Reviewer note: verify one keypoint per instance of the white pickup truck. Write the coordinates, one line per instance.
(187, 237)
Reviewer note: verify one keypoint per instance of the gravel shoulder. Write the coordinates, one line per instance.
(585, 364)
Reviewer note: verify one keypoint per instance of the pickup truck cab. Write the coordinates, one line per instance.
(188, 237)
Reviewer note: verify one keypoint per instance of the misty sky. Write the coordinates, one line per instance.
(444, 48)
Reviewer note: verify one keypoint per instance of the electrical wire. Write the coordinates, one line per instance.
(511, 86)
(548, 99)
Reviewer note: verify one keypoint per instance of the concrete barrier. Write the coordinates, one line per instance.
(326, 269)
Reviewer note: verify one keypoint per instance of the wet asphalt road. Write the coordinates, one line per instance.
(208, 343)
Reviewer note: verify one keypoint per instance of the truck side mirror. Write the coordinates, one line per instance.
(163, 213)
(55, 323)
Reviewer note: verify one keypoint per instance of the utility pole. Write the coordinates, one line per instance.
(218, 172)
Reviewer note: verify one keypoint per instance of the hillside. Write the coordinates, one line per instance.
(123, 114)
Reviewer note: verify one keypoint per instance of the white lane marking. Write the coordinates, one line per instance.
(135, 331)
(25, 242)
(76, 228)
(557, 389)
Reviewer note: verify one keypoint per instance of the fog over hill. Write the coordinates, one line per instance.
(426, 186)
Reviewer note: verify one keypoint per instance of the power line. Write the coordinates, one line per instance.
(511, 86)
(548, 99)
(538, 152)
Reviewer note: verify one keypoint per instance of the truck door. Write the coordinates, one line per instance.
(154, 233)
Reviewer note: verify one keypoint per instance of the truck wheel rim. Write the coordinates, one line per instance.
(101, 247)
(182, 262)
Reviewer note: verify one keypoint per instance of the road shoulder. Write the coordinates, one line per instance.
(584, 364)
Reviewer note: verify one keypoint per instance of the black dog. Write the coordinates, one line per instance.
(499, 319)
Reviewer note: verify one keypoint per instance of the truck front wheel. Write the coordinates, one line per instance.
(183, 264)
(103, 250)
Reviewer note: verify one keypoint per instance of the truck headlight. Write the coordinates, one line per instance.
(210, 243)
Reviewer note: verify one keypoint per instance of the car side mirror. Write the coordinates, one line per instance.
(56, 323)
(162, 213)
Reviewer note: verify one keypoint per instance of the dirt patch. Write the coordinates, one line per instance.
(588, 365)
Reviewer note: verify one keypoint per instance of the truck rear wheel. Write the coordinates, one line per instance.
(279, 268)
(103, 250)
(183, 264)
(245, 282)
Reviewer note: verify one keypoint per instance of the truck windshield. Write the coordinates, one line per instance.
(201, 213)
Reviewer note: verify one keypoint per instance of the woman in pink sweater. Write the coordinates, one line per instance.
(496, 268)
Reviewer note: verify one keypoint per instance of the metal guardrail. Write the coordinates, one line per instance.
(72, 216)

======

Exercise prompt: Can you recast all the material above as a two-column CSV with the headers prompt_text and coordinates? Each row should pair one reviewer note with the full answer that follows it, and each value should be a single quoted field with line breaks replaced by spaces.

Task result:
prompt_text,coordinates
"Reviewer note: verify one keypoint per instance of the white pickup truck. Write the coordinates, one line per instance.","(187, 237)"
"Reviewer note: verify one keypoint per instance of the gravel shoulder. Write the coordinates, one line per instance.","(585, 364)"
"Reviewer note: verify one keypoint per instance of the pickup truck cab. Write the coordinates, one line per instance.","(188, 237)"
"Reviewer note: verify one keypoint per instance of the misty sky. Write the coordinates, one line per instance.","(444, 48)"
"Reviewer note: verify one keypoint per instance of the electrical wire. Write the coordinates, one line per instance.","(511, 86) (548, 99)"
"Reviewer note: verify one keypoint per instance of the concrete barrier. Write the coordinates, one line per instance.","(326, 269)"
"Reviewer note: verify one keypoint per instance of the wet asphalt road. Write the coordinates, one line per instance.","(208, 343)"
"Reviewer note: verify one keypoint per instance of the truck side mirror. Write the coordinates, one line per instance.","(163, 213) (55, 323)"
"Reviewer note: verify one keypoint per instance of the utility pole. Write the coordinates, one line per instance.","(218, 172)"
"Reviewer note: verify one keypoint per instance of the hillside. Write the coordinates, one line per instance.","(123, 114)"
"Reviewer note: verify one keypoint per instance of the white lane marking. Write the coordinates, one line per instance.","(135, 331) (25, 242) (76, 228) (557, 389)"
"Reviewer note: verify one keypoint per instance of the fog over hill. Write the coordinates, one line per instance.","(426, 186)"
"Reviewer note: verify one keypoint per instance of the power line. Write the coordinates, one line per instance.","(511, 86) (548, 99) (538, 152)"
"Reviewer note: verify one keypoint per instance of the truck door. Write the coordinates, one line per instance.","(154, 233)"
"Reviewer note: verify one keypoint per instance of the truck wheel rim. Write the coordinates, one line per instance.","(101, 247) (182, 262)"
"Reviewer note: verify one keypoint per instance of the road shoulder. Write the coordinates, one line per instance.","(584, 364)"
"Reviewer note: verify one keypoint per instance of the black dog. Write the coordinates, one line per instance.","(499, 319)"
"Reviewer note: verify one keypoint per instance of the truck front wheel. Write the coordinates, one line per instance.","(183, 264) (103, 250)"
"Reviewer note: verify one keypoint per instance of the truck headlight. Write the coordinates, one line per instance.","(210, 243)"
"Reviewer note: verify one keypoint per instance of the car side mirror. Write the coordinates, one line per instance.","(56, 323) (162, 213)"
"Reviewer note: verify one keypoint per instance of the dirt patch. Write the coordinates, one line per instance.","(588, 365)"
"Reviewer note: verify one keypoint per instance of the truck rear wheel. Write the coordinates, one line per instance.","(279, 268) (103, 250) (183, 264) (245, 282)"
"Reviewer note: verify one keypoint per instance of the truck windshield. Write the coordinates, one line per instance.","(201, 213)"
"Reviewer note: verify one keypoint per instance of the woman in pink sweater. Write the coordinates, one line per instance.","(496, 268)"
"Reviewer note: verify one keypoint per instance of the metal guardrail. Write the coordinates, one line per instance.","(72, 216)"